YOUR INSTRUCTIONS =>
Return, verbatim and with nothing else, the lines starting at the one that contains "the white banner;" and ending at the one that contains "(378, 1257)", both included.

RECORDS PROVIDED =>
════

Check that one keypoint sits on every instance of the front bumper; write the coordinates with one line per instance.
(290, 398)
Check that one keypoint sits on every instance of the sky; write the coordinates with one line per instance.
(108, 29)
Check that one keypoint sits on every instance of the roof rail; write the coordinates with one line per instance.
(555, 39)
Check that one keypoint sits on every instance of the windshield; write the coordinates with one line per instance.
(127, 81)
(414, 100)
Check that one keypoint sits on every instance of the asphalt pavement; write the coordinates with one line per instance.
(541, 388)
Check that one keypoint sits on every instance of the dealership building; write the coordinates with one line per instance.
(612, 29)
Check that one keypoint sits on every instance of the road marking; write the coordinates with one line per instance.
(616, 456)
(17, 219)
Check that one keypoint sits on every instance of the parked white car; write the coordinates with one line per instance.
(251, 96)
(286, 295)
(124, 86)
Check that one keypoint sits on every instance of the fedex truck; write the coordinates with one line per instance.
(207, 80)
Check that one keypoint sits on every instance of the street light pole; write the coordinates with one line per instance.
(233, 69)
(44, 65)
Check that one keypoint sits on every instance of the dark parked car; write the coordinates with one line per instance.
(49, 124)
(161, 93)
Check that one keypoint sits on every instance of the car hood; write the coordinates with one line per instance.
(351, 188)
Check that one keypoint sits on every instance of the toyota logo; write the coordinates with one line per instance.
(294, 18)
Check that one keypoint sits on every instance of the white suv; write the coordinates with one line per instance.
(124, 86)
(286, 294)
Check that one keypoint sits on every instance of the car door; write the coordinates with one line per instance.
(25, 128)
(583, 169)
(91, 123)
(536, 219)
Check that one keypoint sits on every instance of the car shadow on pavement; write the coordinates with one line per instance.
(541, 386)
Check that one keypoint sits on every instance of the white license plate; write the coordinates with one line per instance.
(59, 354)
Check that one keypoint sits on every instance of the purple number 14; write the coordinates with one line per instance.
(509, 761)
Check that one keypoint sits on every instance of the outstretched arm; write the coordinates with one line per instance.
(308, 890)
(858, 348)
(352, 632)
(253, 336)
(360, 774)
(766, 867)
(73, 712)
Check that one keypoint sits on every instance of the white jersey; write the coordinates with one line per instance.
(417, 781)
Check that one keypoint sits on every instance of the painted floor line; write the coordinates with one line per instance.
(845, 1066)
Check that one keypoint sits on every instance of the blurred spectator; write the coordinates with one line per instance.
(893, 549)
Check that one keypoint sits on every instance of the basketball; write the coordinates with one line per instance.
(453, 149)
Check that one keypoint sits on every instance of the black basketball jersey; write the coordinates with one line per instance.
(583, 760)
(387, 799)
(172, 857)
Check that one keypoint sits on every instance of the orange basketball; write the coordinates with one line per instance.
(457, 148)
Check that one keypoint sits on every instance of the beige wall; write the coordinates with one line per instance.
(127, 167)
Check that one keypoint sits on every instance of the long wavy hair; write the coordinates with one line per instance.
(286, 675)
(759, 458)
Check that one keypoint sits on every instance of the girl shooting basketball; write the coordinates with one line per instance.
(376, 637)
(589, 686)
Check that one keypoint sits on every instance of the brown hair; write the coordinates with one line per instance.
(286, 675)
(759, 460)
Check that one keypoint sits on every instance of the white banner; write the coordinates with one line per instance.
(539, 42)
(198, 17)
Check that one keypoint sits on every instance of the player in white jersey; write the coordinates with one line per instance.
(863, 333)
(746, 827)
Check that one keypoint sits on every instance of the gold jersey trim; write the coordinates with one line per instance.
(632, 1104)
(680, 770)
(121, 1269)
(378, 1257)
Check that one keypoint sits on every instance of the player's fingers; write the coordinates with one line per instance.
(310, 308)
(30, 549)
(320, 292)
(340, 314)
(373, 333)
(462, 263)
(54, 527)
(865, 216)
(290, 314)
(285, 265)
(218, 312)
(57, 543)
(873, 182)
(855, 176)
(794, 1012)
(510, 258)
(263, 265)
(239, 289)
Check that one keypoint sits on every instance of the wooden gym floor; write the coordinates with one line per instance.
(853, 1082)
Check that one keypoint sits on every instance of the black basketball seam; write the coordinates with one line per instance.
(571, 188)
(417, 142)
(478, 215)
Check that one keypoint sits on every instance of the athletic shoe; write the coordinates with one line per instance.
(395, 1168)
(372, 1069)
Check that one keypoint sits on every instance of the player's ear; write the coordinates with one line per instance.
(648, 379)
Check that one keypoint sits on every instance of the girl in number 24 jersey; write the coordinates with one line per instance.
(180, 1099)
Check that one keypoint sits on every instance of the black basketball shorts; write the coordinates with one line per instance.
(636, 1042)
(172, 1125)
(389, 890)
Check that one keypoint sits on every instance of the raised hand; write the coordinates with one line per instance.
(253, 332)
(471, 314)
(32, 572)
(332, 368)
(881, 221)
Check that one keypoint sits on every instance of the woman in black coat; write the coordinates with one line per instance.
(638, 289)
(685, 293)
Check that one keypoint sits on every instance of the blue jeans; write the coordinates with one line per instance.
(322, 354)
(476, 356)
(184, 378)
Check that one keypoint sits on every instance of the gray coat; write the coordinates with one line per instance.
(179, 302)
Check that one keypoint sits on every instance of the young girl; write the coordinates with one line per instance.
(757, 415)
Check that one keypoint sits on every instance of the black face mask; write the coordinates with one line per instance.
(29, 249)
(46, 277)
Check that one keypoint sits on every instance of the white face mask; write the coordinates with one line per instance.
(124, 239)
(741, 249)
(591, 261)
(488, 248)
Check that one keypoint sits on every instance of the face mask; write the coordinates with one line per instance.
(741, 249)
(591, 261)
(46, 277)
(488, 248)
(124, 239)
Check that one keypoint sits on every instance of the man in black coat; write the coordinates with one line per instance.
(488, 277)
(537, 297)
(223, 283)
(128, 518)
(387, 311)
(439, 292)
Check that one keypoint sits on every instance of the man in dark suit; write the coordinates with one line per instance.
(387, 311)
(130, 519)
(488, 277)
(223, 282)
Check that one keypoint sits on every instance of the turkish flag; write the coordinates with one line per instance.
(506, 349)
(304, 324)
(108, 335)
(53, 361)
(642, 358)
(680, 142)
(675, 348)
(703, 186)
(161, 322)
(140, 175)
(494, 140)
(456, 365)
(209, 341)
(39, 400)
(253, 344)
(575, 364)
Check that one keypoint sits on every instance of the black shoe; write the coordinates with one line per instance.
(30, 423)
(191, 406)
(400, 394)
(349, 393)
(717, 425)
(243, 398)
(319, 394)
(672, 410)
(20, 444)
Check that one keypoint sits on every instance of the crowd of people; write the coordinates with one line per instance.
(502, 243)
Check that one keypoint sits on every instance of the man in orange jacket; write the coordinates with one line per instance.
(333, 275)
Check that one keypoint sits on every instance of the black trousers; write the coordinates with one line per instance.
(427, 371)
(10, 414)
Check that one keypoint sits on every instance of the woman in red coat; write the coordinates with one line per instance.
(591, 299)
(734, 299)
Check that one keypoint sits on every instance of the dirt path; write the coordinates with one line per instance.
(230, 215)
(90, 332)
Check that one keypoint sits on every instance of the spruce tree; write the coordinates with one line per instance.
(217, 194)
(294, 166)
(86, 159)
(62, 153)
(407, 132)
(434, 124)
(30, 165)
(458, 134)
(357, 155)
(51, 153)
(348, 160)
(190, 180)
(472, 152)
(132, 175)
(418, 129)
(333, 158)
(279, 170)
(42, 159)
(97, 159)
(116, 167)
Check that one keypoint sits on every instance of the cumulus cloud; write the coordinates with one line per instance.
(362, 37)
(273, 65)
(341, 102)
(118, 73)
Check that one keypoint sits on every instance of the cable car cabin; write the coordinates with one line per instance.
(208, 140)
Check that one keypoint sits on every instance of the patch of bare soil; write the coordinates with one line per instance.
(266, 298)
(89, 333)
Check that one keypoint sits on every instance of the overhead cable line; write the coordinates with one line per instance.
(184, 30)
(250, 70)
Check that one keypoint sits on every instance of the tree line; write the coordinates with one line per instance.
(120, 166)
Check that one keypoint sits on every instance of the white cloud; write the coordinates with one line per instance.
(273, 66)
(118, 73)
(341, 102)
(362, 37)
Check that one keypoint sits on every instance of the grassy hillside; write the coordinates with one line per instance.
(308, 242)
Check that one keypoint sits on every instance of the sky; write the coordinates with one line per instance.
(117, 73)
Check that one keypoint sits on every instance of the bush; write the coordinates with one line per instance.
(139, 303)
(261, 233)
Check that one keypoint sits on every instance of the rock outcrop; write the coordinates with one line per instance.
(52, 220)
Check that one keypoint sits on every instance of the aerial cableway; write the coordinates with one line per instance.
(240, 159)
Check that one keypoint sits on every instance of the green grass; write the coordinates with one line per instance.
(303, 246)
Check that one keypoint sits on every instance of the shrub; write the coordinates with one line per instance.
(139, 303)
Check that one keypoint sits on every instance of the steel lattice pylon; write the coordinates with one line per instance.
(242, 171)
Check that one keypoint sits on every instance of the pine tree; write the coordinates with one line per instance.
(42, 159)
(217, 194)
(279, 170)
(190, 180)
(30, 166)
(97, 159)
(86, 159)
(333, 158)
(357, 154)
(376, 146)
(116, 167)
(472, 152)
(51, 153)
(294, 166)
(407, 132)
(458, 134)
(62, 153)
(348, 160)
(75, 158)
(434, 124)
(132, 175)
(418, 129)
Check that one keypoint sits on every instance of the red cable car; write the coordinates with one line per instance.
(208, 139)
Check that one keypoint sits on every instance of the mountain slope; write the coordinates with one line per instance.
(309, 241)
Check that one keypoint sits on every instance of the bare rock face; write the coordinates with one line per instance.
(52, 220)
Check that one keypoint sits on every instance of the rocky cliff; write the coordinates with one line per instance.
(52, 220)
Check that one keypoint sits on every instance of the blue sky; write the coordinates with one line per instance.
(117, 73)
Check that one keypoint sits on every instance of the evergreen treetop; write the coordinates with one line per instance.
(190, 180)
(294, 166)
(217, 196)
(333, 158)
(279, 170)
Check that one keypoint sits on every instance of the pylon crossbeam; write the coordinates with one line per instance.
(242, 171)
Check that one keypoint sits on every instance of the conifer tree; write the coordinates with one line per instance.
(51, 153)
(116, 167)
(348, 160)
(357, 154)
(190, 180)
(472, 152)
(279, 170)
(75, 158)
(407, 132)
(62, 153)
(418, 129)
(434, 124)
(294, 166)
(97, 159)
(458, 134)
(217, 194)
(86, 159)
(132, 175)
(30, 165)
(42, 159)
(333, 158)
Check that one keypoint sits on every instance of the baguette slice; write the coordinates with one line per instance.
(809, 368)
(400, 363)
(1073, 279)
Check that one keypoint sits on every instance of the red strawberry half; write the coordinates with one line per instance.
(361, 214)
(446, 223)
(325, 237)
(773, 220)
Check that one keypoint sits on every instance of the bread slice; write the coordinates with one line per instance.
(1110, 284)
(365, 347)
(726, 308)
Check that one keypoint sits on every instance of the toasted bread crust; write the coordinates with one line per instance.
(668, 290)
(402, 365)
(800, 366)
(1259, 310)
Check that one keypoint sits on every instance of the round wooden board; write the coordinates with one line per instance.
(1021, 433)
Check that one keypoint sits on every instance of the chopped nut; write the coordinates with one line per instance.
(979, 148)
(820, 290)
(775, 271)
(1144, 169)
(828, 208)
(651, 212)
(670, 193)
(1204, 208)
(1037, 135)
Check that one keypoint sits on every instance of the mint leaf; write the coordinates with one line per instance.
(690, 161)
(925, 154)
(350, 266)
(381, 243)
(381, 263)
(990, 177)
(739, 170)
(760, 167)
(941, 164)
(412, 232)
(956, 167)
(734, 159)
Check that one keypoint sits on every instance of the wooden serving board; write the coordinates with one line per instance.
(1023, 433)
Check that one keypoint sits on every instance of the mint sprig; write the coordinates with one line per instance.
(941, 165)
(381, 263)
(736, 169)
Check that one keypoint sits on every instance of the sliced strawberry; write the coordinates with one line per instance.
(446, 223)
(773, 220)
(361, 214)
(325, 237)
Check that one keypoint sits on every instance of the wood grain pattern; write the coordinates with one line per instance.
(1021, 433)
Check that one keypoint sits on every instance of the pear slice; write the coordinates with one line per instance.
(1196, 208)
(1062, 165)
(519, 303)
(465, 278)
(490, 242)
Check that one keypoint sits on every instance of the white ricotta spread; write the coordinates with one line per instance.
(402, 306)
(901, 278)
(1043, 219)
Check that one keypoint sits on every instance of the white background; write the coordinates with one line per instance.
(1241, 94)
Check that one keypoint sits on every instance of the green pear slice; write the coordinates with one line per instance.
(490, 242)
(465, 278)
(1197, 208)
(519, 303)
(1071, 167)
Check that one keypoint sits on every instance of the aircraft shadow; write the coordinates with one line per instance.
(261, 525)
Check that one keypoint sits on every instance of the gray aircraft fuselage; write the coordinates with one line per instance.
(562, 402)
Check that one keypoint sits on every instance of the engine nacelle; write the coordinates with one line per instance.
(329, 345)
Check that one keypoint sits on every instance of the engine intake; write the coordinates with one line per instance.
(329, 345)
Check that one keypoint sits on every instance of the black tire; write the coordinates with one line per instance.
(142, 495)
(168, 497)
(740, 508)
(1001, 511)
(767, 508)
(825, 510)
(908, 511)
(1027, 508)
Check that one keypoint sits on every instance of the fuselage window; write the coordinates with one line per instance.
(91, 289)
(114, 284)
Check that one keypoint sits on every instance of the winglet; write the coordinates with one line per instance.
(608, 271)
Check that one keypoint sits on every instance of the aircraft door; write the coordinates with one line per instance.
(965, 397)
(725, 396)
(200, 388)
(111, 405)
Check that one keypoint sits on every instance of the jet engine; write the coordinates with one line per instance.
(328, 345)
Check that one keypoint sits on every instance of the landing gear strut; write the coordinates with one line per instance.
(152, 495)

════

RESPONSE BELOW =>
Check that one keypoint sits on every instance of the white banner; write the coordinates with one line per instance.
(539, 42)
(198, 17)
Check that one keypoint sits on every instance of the player in white jersey; write the coordinates with one line per instance.
(863, 333)
(746, 827)
Check that one keypoint sits on every instance of the gold jersey trim; write the coordinates with one line per instance.
(632, 1104)
(680, 770)
(121, 1269)
(378, 1257)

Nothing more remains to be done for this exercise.